Given task. Quote the part of the listing below that runs from the line containing "Tag a single point on each instance of the truck" through the last line of the listing, both included, reproducing those lines word for word and nothing else.

Record list.
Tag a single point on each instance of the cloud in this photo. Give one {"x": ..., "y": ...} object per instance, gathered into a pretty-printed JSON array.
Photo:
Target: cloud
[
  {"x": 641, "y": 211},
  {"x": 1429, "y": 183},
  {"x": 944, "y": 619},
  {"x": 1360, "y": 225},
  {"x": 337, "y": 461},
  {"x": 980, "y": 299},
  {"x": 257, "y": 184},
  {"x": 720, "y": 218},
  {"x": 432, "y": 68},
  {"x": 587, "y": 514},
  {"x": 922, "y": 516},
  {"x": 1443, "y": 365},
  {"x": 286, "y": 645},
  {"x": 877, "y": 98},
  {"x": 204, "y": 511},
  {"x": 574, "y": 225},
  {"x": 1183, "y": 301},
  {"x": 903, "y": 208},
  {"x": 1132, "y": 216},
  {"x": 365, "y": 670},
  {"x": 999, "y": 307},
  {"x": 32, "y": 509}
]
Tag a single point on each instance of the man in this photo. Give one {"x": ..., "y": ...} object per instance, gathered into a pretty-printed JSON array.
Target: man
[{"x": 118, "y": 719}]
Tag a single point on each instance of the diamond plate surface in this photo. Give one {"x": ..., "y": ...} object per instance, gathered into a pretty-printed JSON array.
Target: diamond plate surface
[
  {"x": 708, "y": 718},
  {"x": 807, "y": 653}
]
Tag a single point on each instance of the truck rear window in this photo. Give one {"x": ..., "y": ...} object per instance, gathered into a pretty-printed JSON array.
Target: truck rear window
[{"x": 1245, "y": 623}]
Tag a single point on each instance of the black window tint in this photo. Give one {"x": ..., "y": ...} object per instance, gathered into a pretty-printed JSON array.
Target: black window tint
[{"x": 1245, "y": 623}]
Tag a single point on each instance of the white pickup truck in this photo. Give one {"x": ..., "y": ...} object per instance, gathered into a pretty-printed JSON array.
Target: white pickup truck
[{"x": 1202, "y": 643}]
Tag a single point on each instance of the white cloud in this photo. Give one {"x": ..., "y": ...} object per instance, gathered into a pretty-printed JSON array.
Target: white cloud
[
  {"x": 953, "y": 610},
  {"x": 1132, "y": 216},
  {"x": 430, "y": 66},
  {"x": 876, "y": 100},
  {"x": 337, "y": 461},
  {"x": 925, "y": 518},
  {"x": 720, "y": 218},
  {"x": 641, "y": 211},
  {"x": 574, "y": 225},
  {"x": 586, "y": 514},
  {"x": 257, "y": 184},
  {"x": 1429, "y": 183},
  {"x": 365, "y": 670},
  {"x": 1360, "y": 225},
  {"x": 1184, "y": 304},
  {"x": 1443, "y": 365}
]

Result for this exercise.
Tag a single point on each instance of the truck rear window in this photo. Give one {"x": ..., "y": ...} object per instance, gathered into a pretty-printed JSON array.
Target: truck rear window
[{"x": 1245, "y": 623}]
Tag a single point on each instance of the black window tint in this photo. Give one {"x": ..., "y": ...} object per instance, gathered into a pretty-printed JSON array.
Target: black window tint
[{"x": 1245, "y": 623}]
Tag a single point on each instance of the white pickup truck in this photo. Give one {"x": ..., "y": ...} object per instance, gathered into a pretty-printed JSON array.
Target: white pickup truck
[{"x": 1202, "y": 643}]
Tag a single point on each instance of the white cloud in this photo. Give one {"x": ..., "y": ...} object per instance, gathered into a pretty-printed JSON array.
Target: white cloud
[
  {"x": 953, "y": 610},
  {"x": 1132, "y": 216},
  {"x": 430, "y": 66},
  {"x": 876, "y": 100},
  {"x": 337, "y": 461},
  {"x": 925, "y": 518},
  {"x": 720, "y": 218},
  {"x": 641, "y": 211},
  {"x": 574, "y": 225},
  {"x": 586, "y": 514},
  {"x": 257, "y": 184},
  {"x": 1429, "y": 183},
  {"x": 365, "y": 670},
  {"x": 1360, "y": 225},
  {"x": 1184, "y": 304},
  {"x": 1443, "y": 365}
]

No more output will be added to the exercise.